Supplied records:
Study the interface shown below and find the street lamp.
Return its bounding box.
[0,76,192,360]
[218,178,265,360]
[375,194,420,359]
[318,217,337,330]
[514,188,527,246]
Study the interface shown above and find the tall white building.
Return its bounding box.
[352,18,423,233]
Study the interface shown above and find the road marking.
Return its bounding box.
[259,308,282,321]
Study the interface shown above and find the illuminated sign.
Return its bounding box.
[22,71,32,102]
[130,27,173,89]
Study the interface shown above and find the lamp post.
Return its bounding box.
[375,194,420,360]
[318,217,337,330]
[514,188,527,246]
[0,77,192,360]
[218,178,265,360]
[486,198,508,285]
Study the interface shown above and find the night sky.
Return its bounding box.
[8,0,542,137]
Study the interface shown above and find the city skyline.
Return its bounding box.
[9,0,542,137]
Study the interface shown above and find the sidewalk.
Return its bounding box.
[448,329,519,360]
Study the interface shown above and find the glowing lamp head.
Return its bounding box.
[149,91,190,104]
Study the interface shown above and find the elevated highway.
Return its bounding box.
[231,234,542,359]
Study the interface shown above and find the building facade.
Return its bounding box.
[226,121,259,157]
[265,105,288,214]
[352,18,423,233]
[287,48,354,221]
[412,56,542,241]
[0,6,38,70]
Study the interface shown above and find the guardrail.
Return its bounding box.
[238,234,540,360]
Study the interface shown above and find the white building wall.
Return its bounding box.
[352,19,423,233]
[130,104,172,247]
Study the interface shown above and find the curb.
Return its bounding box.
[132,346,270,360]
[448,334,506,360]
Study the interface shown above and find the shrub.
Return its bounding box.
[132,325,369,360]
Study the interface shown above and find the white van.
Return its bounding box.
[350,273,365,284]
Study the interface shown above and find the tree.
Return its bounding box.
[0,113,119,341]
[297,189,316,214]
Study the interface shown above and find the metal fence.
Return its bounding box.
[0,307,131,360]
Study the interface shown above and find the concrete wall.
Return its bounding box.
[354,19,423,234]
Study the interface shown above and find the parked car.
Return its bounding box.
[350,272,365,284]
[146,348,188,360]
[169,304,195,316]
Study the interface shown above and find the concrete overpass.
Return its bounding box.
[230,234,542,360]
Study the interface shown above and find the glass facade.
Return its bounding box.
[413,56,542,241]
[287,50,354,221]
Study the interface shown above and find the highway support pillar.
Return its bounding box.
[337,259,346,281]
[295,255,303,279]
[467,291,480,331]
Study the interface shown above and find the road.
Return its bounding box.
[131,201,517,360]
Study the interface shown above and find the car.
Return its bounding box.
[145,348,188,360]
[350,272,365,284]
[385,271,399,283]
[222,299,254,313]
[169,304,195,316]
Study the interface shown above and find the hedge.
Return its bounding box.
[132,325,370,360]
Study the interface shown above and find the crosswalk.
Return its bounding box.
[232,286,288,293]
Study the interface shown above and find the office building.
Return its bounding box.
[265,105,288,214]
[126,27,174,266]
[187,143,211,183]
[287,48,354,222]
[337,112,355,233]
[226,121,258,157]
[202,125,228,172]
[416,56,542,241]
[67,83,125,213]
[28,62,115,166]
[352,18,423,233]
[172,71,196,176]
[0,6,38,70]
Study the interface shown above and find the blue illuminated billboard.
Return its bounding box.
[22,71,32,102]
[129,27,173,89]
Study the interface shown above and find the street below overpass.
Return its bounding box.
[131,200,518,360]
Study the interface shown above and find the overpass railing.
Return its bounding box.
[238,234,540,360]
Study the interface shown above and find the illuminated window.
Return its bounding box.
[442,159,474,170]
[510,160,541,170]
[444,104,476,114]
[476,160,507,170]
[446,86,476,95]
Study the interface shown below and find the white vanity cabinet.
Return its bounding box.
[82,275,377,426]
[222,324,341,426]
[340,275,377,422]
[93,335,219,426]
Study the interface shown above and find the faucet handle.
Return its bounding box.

Challenge:
Copy every line of the entries above without changing a single character.

Exercise result:
Study the interface shown below and find the street lamp.
Return its bounding box.
[0,76,192,360]
[218,178,265,360]
[375,194,420,359]
[318,217,337,330]
[514,188,527,246]
Study the interface shown above and find the tall white building.
Return its bounding box.
[352,18,423,233]
Study the interface shown above and find the road marking.
Return its bounding box.
[259,308,282,321]
Study the interface shown above and find the illuminated sign.
Return its bounding box.
[22,71,32,102]
[130,27,173,89]
Study the interface shown above and find the lamp post.
Return its bounding box.
[375,194,420,360]
[318,217,337,330]
[514,188,527,246]
[0,77,192,360]
[218,178,265,360]
[486,198,508,285]
Study the interface shown above and find the night sky.
Return its bounding box.
[8,0,542,137]
Study the interface shown above and find the city skyline.
Return its bounding box.
[9,0,542,137]
Study the interface shown above and find the sidewalk.
Return its bounding box.
[448,329,519,360]
Study the interface shown above and find the glowing lamp head.
Return its bounding box.
[149,91,190,104]
Study the interface shown above and find the elevated highway.
Return its bounding box.
[231,234,542,359]
Study the interface shown above and find the building facade.
Return its bounding box.
[226,121,259,157]
[265,105,288,214]
[352,18,423,233]
[287,48,354,221]
[412,56,542,241]
[0,6,38,70]
Study the interface shown above and find the guardrail.
Return its bounding box.
[238,234,540,360]
Study the interface shown above and find the white building wall.
Return its bounding box.
[352,19,423,233]
[130,104,172,247]
Study the interface shown above and find the curb.
Return its bounding box.
[132,346,270,360]
[448,334,506,360]
Study the interface shown above and find the shrub.
Return its bounding box.
[132,325,369,360]
Study the interface shown above and find the white van.
Return its bounding box.
[350,273,365,284]
Study the interface shown above and find the tree.
Return its bounding box.
[0,113,119,341]
[297,189,316,214]
Study the interface shown above and find the metal fence.
Return its bounding box.
[0,307,131,360]
Study the interface shown above and find the concrete wall.
Return its bounding box.
[354,19,423,234]
Study the interface shown above and find the parked car.
Return its bounding box.
[350,272,365,284]
[146,348,188,360]
[169,304,195,316]
Study the interface shown above and find the concrete overpass.
Return its bounding box.
[230,234,542,360]
Study the interface shown above and find the glass facade.
Return its bounding box.
[413,56,542,241]
[287,50,354,221]
Study the interface shown above and find the highway support pillar.
Return its bounding box.
[337,259,346,281]
[295,255,303,279]
[467,291,480,331]
Study the interface shown above and find the road.
Return its bounding box.
[131,201,517,360]
Study the interface shown above and find the car.
Return its bounding box.
[145,348,188,360]
[350,272,365,284]
[385,271,399,283]
[222,299,254,313]
[169,304,195,316]
Study the interface shown above and find the hedge.
Return its bounding box.
[132,325,370,360]
Study the interface shown above and find the crosswalk.
Return its bounding box.
[232,286,288,293]
Study the interface shown above and find the office building.
Return its bounding box.
[265,105,288,214]
[126,27,174,266]
[187,143,211,183]
[287,48,354,222]
[337,112,355,233]
[226,121,258,157]
[202,125,228,172]
[416,56,542,241]
[67,83,125,213]
[28,62,115,166]
[352,18,423,233]
[172,71,196,176]
[0,6,38,70]
Study the interface shown above and find the blue illuminated billboard.
Return its bounding box.
[22,71,32,102]
[129,27,173,89]
Study the interface shown above and find the street below overpass.
Return its bounding box.
[131,200,518,360]
Study the interface shown above and find the overpass railing.
Return its bounding box.
[238,234,540,360]
Study the interface shown above and find the illuminated window.
Return its bounding box.
[442,159,474,170]
[510,160,541,170]
[444,104,476,114]
[476,160,507,170]
[446,86,476,95]
Study the interface shown below and find the white vanity cabinet.
Return its bounding box.
[82,275,377,426]
[222,324,341,426]
[340,275,377,422]
[93,335,219,426]
Study the interface shown above and find the faucet handle.
Return its bounding box.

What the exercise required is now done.